Exercise >> Convert the data below into a JSON list of strings, with one string for each line and blank lines omitted.

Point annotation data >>
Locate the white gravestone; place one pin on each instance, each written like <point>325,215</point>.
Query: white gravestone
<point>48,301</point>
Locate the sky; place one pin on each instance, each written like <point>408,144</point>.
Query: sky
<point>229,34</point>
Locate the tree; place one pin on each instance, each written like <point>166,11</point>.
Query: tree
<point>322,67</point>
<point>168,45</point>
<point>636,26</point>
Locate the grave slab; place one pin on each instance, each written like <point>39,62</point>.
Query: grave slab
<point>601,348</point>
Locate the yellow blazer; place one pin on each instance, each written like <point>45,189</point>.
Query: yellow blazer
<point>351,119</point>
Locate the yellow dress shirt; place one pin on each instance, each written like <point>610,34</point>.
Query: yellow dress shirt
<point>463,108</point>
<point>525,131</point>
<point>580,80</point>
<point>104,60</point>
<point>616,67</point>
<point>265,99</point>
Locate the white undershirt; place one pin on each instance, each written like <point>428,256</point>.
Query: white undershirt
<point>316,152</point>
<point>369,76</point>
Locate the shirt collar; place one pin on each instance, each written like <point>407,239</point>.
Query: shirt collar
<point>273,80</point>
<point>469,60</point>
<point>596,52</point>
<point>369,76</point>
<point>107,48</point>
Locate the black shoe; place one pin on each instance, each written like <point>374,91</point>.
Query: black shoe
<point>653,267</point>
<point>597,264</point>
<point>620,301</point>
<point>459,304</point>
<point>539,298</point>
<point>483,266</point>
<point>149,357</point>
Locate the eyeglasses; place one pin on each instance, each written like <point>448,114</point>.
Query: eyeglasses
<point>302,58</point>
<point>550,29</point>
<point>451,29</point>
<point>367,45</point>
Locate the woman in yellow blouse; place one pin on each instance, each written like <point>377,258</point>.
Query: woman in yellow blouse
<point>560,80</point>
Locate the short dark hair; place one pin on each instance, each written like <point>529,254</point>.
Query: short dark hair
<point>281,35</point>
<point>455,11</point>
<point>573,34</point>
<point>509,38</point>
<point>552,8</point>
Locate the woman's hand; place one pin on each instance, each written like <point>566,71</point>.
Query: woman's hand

Exercise answer >>
[
  "Locate the white gravestone; place one pin on each instance, each written like <point>325,215</point>.",
  "Query: white gravestone",
  "<point>48,301</point>",
  "Locate the sky; place one pin on each instance, each written like <point>408,144</point>.",
  "Query: sky",
  "<point>229,34</point>",
  "Locate the tree; place one pin on each instance, each written like <point>166,11</point>.",
  "Query: tree",
  "<point>322,67</point>",
  "<point>168,45</point>",
  "<point>636,26</point>",
  "Locate the grave slab; place one pin on each instance, each written like <point>39,62</point>.",
  "Query: grave slab",
  "<point>601,348</point>",
  "Locate the yellow blazer; place one pin on each instance, each written like <point>45,189</point>.",
  "Query: yellow blazer",
  "<point>351,119</point>",
  "Locate the yellow dress shirt; place one pin on each instance, each written like <point>610,34</point>.",
  "Query: yellow dress shirt",
  "<point>463,108</point>",
  "<point>525,131</point>",
  "<point>580,80</point>",
  "<point>104,60</point>",
  "<point>616,67</point>",
  "<point>265,99</point>",
  "Locate the white undershirt; place one pin on each instance, each written like <point>428,256</point>.",
  "Query: white undershirt",
  "<point>316,152</point>",
  "<point>369,76</point>",
  "Locate the shirt collar; place one pin on each instance, each written like <point>407,239</point>.",
  "Query: shirt collar",
  "<point>273,80</point>",
  "<point>469,60</point>",
  "<point>596,52</point>",
  "<point>369,76</point>",
  "<point>107,48</point>",
  "Locate the black shoe; place one pin on each instance, each written like <point>374,91</point>.",
  "Query: black shoe",
  "<point>653,267</point>",
  "<point>597,264</point>",
  "<point>620,301</point>",
  "<point>459,304</point>",
  "<point>539,298</point>",
  "<point>483,266</point>",
  "<point>149,357</point>",
  "Locate the eyeglasses; place one pin on each instance, each written like <point>448,114</point>.",
  "Query: eyeglasses",
  "<point>302,58</point>",
  "<point>550,29</point>",
  "<point>451,29</point>",
  "<point>367,45</point>",
  "Locate the woman in yellow blouse; place one pin on each instance, each written like <point>377,258</point>.",
  "Query: woman in yellow blouse",
  "<point>560,80</point>",
  "Locate the short dark hair; place one pin on each instance, each written like <point>529,254</point>.",
  "Query: short dark hair",
  "<point>281,35</point>",
  "<point>455,11</point>",
  "<point>573,34</point>",
  "<point>509,38</point>",
  "<point>552,8</point>",
  "Locate the woman's hand; place one pin on each instance, each written like <point>566,71</point>.",
  "Query: woman's hand"
]